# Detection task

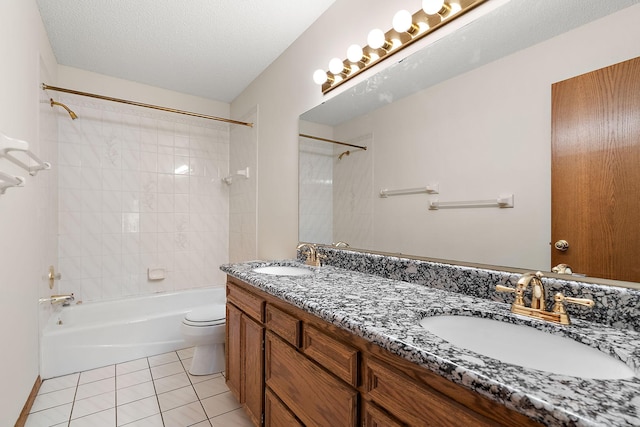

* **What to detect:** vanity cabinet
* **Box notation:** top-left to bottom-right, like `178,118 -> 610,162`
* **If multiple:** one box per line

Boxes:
225,280 -> 265,426
227,276 -> 539,427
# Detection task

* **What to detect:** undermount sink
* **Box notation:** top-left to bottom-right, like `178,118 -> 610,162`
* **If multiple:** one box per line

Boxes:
253,265 -> 313,276
420,315 -> 635,379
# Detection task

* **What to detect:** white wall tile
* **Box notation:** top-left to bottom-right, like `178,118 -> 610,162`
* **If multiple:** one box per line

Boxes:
58,95 -> 230,301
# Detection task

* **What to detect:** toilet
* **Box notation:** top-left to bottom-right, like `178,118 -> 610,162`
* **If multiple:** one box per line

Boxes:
181,304 -> 226,375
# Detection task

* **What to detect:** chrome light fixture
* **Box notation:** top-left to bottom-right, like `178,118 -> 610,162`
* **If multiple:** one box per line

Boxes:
313,0 -> 487,94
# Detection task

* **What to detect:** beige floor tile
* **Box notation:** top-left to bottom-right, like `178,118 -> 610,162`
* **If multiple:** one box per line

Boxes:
209,408 -> 253,427
162,402 -> 207,427
69,408 -> 116,427
116,369 -> 151,390
193,376 -> 229,400
151,361 -> 184,379
123,414 -> 164,427
158,385 -> 198,412
116,381 -> 156,405
116,396 -> 160,426
31,388 -> 76,412
71,390 -> 116,419
148,351 -> 180,367
25,403 -> 73,427
116,357 -> 149,375
153,372 -> 191,394
176,347 -> 195,360
201,391 -> 240,418
78,365 -> 116,384
76,377 -> 116,399
38,373 -> 80,394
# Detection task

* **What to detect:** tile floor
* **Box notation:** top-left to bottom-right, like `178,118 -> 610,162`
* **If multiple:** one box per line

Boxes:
26,348 -> 252,427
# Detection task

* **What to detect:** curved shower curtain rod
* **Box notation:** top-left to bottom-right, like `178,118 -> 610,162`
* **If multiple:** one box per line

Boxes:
42,83 -> 253,127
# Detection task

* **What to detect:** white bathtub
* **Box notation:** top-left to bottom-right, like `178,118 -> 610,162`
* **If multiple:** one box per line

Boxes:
40,286 -> 226,379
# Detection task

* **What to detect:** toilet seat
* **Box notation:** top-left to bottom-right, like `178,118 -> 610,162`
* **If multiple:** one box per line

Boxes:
182,304 -> 226,327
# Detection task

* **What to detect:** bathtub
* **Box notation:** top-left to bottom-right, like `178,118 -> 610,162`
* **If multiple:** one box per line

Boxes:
40,286 -> 226,379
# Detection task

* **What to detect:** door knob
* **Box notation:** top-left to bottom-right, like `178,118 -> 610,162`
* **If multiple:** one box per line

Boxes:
553,240 -> 569,252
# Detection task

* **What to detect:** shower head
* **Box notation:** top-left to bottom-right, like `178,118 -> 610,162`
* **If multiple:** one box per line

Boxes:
49,98 -> 78,120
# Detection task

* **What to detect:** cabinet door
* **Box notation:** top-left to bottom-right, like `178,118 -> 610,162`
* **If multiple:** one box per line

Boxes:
242,315 -> 264,426
365,359 -> 496,427
265,331 -> 358,427
264,389 -> 303,427
225,304 -> 243,403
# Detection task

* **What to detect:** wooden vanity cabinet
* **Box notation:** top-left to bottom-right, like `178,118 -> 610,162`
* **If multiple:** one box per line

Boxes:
227,277 -> 540,427
225,283 -> 265,426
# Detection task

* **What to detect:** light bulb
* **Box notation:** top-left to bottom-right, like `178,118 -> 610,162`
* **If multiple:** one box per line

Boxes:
393,9 -> 413,33
347,44 -> 364,62
367,28 -> 386,49
313,70 -> 327,85
329,58 -> 344,74
422,0 -> 444,15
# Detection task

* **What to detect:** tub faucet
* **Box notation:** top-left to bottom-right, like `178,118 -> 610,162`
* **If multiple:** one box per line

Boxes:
496,271 -> 594,325
38,293 -> 75,307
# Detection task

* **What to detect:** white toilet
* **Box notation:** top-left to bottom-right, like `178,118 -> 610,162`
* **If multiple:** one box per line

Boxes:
181,304 -> 225,375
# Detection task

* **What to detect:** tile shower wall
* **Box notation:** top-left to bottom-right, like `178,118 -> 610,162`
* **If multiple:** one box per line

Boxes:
333,134 -> 378,248
298,138 -> 334,244
58,95 -> 229,301
228,107 -> 258,262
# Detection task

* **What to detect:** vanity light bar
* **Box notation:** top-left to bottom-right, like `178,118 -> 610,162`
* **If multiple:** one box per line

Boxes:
313,0 -> 487,94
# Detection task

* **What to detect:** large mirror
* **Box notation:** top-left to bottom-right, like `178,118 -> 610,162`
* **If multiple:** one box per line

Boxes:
299,0 -> 640,286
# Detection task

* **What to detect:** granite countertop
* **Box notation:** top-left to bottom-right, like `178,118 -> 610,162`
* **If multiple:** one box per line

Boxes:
220,260 -> 640,426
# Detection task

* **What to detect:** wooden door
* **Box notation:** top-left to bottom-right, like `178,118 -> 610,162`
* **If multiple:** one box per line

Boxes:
551,58 -> 640,282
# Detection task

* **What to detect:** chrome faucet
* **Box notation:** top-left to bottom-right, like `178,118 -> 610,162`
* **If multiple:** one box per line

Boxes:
296,243 -> 324,267
38,293 -> 75,307
496,271 -> 594,325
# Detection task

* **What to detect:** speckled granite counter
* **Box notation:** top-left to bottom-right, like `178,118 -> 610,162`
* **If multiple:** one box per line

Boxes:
221,261 -> 640,426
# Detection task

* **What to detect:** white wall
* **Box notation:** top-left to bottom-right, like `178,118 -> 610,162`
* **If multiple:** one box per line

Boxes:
49,67 -> 229,301
232,0 -> 640,269
0,0 -> 57,426
228,108 -> 259,262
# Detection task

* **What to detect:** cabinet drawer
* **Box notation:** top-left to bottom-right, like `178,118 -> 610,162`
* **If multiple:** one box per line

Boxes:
303,325 -> 358,387
362,400 -> 404,427
264,389 -> 304,427
264,304 -> 301,348
265,331 -> 358,427
364,359 -> 496,426
227,282 -> 265,323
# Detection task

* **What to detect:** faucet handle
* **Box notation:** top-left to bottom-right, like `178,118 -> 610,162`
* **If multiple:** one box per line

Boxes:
496,285 -> 524,306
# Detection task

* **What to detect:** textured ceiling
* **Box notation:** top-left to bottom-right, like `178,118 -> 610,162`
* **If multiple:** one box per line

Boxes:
37,0 -> 335,102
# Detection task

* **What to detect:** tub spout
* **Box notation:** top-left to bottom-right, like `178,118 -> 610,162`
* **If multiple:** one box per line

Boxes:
38,293 -> 75,307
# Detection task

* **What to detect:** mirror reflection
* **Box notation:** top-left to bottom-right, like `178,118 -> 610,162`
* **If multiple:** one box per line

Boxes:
299,0 -> 640,288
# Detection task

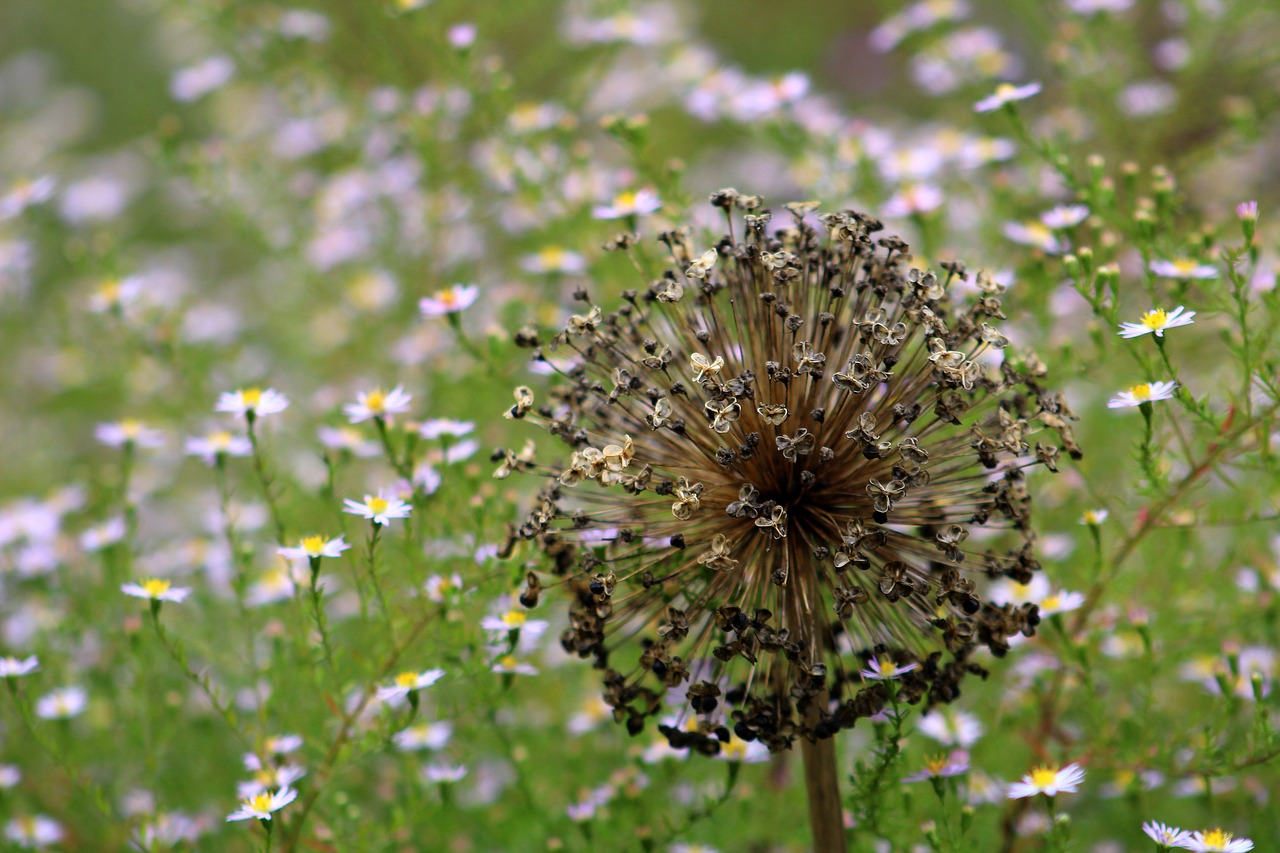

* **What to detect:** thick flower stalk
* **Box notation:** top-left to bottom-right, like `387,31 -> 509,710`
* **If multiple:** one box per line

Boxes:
---*---
Exercise:
Can you update all the items above so that "Box notation" becomes "Coordinate format" everywhere, with nothing else changed and the pictures left out?

Answer:
# Detection task


* **What to detect:** vanity cabinet
* **Coordinate format:** top-left to bottom-right, like `178,118 -> 610,162`
* **If multiple:** one box per line

Boxes:
225,280 -> 265,426
227,276 -> 539,427
# Detection task

* **What to detect:** undermount sink
* **Coordinate format:** top-left to bottom-right, like `178,118 -> 610,162`
* **If multiple:** one box per line

Boxes:
253,265 -> 313,276
420,315 -> 635,379
# Detection task

* **What to detect:** white wall tile
* **Coordinate format:** top-left to bottom-right, like `178,118 -> 610,162`
* **If multiple:** one box per line

Boxes:
58,95 -> 230,301
# Detection task

* **What to detect:** toilet
* **Coordinate format:** top-left to bottom-right, like `178,118 -> 610,162`
* **If multiple:** one box per line

Boxes:
181,304 -> 226,375
# Detection task

* **What to detect:** chrome light fixture
* **Coordinate format:** top-left to bottom-right, like `178,118 -> 610,162`
* **If multiple:** one box per line

Boxes:
313,0 -> 487,94
# Detection task

* **What to detect:** beige floor tile
* **Coordinate format:** top-left to bottom-right, like `178,118 -> 610,162`
* **If multiple:** one box per line

Boxes:
209,408 -> 253,427
162,402 -> 207,427
69,408 -> 116,427
116,369 -> 151,390
193,376 -> 229,400
151,361 -> 184,379
123,414 -> 164,427
158,385 -> 198,412
116,381 -> 156,405
116,396 -> 160,426
31,388 -> 76,412
71,390 -> 116,419
148,351 -> 180,367
25,403 -> 73,427
116,357 -> 149,375
153,372 -> 191,394
176,347 -> 195,360
201,391 -> 240,418
78,365 -> 116,384
76,377 -> 116,399
38,373 -> 80,394
# Detection task

* **What to detect:** tile floor
* **Coordinate format:** top-left to bottom-right, like `178,118 -> 610,162`
* **If multiple:** one box per line

Boxes:
26,348 -> 252,427
# Detection task

* **What to detect:** curved shower curtain rod
* **Coordinate format:** top-left to bottom-right, like `178,118 -> 610,162`
* **If multiple:** one box per line

Boxes:
42,83 -> 253,127
# Detection task

* **What to detect:** white bathtub
* **Coordinate format:** top-left to bottom-right, like `178,118 -> 610,162`
* **If multiple:** one box per line

Boxes:
40,286 -> 226,379
# Detection task

* **What to detect:** toilet seat
* **Coordinate format:** top-left to bottom-right, like `178,118 -> 610,162`
* **If multiple:** one box per line

Boxes:
182,304 -> 226,327
# Detection task

* **What to detect:** bathtub
* **Coordinate format:** top-left to bottom-right, like `178,118 -> 610,162`
* **If multiple:** one box per line

Boxes:
40,286 -> 226,379
# Detection task

* **What to detect:** door knob
* **Coordinate format:** top-left to bottom-right, like `178,118 -> 610,162`
* **If multiple:** one box per line

Boxes:
553,240 -> 569,252
# Detection task

* **What to detect:** shower head
* **Coordinate format:** top-left to bottom-right, like `178,118 -> 610,162`
* **If multiple:** one box per line

Boxes:
49,98 -> 78,120
# Detection task

* **What to detect:** cabinet door
* **Coordinate format:** top-left to bottom-right, like `178,118 -> 610,162`
* **If multiple:** one box per line

Boxes:
242,315 -> 264,426
365,359 -> 496,427
265,331 -> 358,427
264,389 -> 303,427
225,304 -> 243,403
# Detection task

* **What to detect:** wooden vanity cabinet
* **Coordinate format:** top-left to bottom-right, like `178,118 -> 610,162`
* **If multiple:** one box per line

Boxes:
227,277 -> 540,427
225,283 -> 265,426
# Detection task

* **What to detect:** light bulb
* **Coordinate format:** top-left to bottom-right, like `178,118 -> 610,162`
* **If multiple:** one box per line

Boxes:
393,9 -> 413,33
347,44 -> 364,62
367,28 -> 386,49
313,70 -> 327,85
329,58 -> 344,74
422,0 -> 444,15
# Detection task

* **What to detect:** tub faucet
* **Coordinate format:** top-left to bottom-right, like `178,118 -> 610,162`
* **If multiple:** one box per line

Boxes:
496,271 -> 594,325
38,293 -> 75,307
# Detection task

* **What to detect:** white toilet
* **Coordinate format:** top-left to bottom-right, like `178,118 -> 610,162`
* **If multiple:** one box per line

Boxes:
181,304 -> 225,375
# Detection task

* **What to detect:** tile shower wall
* **Coordinate format:** top-left to bottom-right, like `178,118 -> 610,162`
* **If multiple:** one box per line

Boxes:
333,134 -> 378,248
298,138 -> 334,244
58,95 -> 229,301
228,107 -> 258,262
# Detection task

* **What to detect:** vanity light bar
* **Coordinate format:** top-left to bottom-right, like `178,118 -> 610,162`
* **If multiple:** one box per line

Boxes:
313,0 -> 487,94
# Detection task

* **What to detect:** large mirror
* **Coordinate format:** top-left to bottom-right, like `178,118 -> 610,162`
* **If multiple:** one box per line

Boxes:
299,0 -> 640,286
# Detection task

* **What to detect:** granite countertop
* **Coordinate format:** top-left to bottom-right, like `178,118 -> 610,162`
* **If multiple:** one box per line

Boxes:
220,260 -> 640,426
# Detection task

* **What to detect:** wooden door
* **Coordinate format:** top-left to bottom-right, like `178,118 -> 610,162`
* **If multiple:** one box per line

Boxes:
551,58 -> 640,282
# Detection task

* **What to detect:** chrome faucet
* **Coordinate format:** top-left to bottom-right, like `178,118 -> 610,162`
* **If multiple:** one box per line

Boxes:
296,243 -> 324,267
38,293 -> 75,307
496,271 -> 594,325
# Detection task

* **What to detect:** speckled granite counter
* **Coordinate format:** top-left to bottom-right, like `178,118 -> 610,162`
* **If multiple:** one box per line

Boxes:
221,261 -> 640,426
# Detection task

* **What to detect:** white wall
* **Coordinate format:** top-left to bottom-right, like `178,118 -> 610,162`
* **If multiple:** one box per line

Boxes:
49,67 -> 229,301
232,0 -> 640,269
0,0 -> 57,426
228,108 -> 259,262
# Detection task

* **What to detect:** cabinet drawer
* **Coordinate format:** top-left to bottom-right, like `178,118 -> 610,162`
* **If multiple:** one box per line

Boxes:
303,325 -> 358,387
362,400 -> 404,427
264,389 -> 304,427
264,304 -> 301,348
265,331 -> 358,427
364,359 -> 496,426
227,282 -> 265,323
# Detection task

* **What to detect:** faucet handle
* **Coordinate format:** top-left to bottom-right, like `178,118 -> 610,162`
* **If multiple:** one box per line

Boxes:
496,285 -> 524,306
# Detection task

* **What to detect:** textured ceiling
* **Coordinate format:** top-left to bottom-right, like `178,118 -> 610,162`
* **If multiple:** one box per line

Boxes:
37,0 -> 335,102
# Detection task

* **What to detect:** tub spout
* **Coordinate format:** top-left to bottom-right, like `178,118 -> 610,162`
* **If multiple:** one box per line

Boxes:
38,293 -> 75,307
# Detection task

* **What to detect:** mirror reflection
* **Coordinate format:** top-left to bottom-right, like `178,118 -> 610,162`
* **If multiple:** one box per line

Boxes:
299,0 -> 640,288
# Detection task


* **What to detect:** thick flower stalk
* **Coordinate format:** top-left to bottom-right, like `387,31 -> 509,710`
* **If multiple:** one box per line

Boxes:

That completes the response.